▶ THE EXERCISE:
Only those lines running from the line that contains "Practice step: find every instance of the white table surface" through the end of the material are to be written out, each exactly as shown.

****************

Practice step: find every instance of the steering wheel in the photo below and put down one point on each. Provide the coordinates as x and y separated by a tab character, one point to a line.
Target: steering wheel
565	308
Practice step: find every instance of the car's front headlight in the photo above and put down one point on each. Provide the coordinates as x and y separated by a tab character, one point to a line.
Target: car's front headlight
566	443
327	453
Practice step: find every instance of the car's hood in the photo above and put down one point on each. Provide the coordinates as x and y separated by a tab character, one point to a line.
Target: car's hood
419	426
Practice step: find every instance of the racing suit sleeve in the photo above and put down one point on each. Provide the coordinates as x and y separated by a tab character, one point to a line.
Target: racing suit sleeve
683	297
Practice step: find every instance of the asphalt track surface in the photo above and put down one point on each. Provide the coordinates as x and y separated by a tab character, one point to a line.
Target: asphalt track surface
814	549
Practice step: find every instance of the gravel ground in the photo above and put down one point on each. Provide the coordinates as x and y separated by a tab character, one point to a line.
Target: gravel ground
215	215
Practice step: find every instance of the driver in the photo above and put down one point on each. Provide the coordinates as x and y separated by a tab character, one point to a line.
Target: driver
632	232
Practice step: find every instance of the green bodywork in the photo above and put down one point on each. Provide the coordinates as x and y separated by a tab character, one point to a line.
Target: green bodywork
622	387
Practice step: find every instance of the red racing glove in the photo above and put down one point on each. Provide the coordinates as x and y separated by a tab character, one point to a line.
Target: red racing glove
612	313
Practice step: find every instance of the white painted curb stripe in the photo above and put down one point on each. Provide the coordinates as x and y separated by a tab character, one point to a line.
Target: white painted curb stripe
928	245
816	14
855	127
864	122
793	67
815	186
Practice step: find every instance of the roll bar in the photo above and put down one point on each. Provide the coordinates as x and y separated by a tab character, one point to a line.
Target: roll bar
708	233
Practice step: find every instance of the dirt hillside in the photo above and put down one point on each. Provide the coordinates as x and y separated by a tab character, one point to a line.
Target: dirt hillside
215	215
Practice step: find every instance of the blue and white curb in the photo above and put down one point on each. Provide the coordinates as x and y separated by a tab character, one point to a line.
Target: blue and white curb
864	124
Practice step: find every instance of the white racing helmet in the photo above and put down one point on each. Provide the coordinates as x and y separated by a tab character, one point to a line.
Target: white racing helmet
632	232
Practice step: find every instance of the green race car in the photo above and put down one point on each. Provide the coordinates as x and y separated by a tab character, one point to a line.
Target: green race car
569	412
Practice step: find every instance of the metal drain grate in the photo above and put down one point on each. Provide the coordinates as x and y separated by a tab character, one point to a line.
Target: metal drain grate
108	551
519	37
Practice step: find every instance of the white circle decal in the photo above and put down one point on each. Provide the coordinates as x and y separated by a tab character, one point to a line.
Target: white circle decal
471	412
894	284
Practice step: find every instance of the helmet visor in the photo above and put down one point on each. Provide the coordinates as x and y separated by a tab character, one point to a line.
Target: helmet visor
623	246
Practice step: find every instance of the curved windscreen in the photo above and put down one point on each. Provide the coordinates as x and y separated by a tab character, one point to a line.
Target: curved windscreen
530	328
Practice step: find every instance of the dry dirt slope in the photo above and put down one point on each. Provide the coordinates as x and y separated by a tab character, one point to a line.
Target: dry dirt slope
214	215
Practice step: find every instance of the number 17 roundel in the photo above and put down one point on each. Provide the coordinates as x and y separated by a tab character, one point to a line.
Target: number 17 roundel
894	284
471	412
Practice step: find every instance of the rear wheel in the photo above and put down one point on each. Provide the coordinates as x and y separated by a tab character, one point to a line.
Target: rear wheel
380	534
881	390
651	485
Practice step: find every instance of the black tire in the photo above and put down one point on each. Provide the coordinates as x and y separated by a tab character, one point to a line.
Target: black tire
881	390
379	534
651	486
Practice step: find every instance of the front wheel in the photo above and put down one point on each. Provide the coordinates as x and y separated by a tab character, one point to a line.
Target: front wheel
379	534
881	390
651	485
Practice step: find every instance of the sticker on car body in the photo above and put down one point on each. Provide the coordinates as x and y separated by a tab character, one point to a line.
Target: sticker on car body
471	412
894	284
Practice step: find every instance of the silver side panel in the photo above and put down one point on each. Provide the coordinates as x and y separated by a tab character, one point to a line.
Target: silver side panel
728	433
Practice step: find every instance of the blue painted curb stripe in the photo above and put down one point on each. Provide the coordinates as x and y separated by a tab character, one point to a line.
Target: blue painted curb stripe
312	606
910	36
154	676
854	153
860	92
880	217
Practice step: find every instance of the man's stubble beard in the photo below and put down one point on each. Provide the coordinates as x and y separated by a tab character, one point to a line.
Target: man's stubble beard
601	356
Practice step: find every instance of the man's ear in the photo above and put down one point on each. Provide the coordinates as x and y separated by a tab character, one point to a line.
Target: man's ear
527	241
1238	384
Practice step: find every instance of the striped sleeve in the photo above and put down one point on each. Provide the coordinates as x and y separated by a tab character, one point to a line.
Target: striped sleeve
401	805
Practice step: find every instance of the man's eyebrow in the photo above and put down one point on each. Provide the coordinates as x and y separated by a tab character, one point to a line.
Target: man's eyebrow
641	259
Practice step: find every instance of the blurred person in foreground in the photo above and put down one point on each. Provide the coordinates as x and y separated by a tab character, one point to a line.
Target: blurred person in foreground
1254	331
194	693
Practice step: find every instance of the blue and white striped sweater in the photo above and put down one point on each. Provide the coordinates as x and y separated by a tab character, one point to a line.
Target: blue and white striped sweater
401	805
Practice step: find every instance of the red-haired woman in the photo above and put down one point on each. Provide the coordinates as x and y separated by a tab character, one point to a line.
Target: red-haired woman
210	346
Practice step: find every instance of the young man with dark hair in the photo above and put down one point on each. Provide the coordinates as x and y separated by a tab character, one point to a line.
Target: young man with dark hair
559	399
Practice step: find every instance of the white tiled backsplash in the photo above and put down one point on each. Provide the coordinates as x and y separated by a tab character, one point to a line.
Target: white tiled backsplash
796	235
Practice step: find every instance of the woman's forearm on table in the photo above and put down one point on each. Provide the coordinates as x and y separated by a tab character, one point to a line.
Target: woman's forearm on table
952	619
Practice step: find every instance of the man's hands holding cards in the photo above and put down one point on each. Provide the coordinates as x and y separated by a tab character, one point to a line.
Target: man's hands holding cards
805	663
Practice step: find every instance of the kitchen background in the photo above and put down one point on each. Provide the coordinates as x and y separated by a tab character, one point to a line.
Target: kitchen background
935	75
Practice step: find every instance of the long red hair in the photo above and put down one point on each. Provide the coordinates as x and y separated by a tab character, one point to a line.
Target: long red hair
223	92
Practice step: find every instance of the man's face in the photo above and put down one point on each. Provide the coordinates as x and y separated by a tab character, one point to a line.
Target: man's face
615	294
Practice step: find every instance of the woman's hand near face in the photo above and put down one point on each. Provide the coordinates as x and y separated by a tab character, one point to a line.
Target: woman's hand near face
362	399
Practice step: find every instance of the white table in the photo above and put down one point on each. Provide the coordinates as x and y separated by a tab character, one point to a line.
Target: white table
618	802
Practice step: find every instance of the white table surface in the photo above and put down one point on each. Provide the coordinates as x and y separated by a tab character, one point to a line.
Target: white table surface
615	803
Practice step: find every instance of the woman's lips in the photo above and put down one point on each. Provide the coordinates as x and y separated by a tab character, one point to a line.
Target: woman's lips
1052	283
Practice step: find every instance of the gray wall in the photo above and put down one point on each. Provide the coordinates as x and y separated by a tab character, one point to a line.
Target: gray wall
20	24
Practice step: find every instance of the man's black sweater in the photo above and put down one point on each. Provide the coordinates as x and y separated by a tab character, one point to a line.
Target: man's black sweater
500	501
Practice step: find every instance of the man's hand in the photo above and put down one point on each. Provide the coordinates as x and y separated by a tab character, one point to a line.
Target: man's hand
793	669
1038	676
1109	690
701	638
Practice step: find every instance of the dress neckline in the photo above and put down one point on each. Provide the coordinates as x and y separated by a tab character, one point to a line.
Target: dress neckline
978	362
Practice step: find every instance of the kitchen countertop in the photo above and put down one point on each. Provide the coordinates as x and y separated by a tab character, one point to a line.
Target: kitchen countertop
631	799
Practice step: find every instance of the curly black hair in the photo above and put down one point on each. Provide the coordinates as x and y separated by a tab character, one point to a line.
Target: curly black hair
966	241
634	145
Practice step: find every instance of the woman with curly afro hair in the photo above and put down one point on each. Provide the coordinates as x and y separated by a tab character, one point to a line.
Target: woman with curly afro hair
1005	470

****************

▶ FINISHED ANSWER:
Practice step: find every instance of the white table surface in the photo above and put down one point on each. Provide the coordinates as x and y separated by a tab character, one point to a line.
Target: white table surface
615	803
Practice step: find every instance of the woman's lips in the photo above and put down one point on each. Provide the coordinates as x and y separated by a tab character, one point to a line.
Target: woman's lips
1052	283
Practice step: find every instance of the gray wall in the photo above and put down one point on each. Provide the coordinates as x and y separated by a tab character, one point to a line.
Target: gray wall
20	24
Practice step: find every instance of the man's black sweater in the photo above and put down one point on each. Provide the coordinates as x and y separated by a tab character, one point to a line.
Target: man's black sweater
500	501
Practice step: find every instance of the man's hand in the photo above and put down one point on each. Provide the coordinates as x and y separated by a tab character, one point to a line.
Target: man's hand
793	669
1038	676
1109	690
701	638
Practice step: find every instance of the dress neckline in the photo above and put down one point on each. Provide the coordinates as x and y separated by a tab character, one point to a line.
Target: dress neckline
978	362
Practice step: find every instance of the kitchen countertop in the photo above and put down one point on each. Provide the coordinates as x and y separated by a tab character, one point to a line.
Target: kitchen countertop
631	799
Practice step: find every instance of the curly black hair in the photo above and put down one point on each. Provide the coordinates as x and y separated by a tab character, one point to a line.
Target: curly black hair
966	241
634	145
Practice step: find every instance of the woman with curly afro hair in the photo above and put down one point on each. Provide the coordinates as x and y separated by a tab character, one point to a line.
Target: woman with curly afro hair
1005	470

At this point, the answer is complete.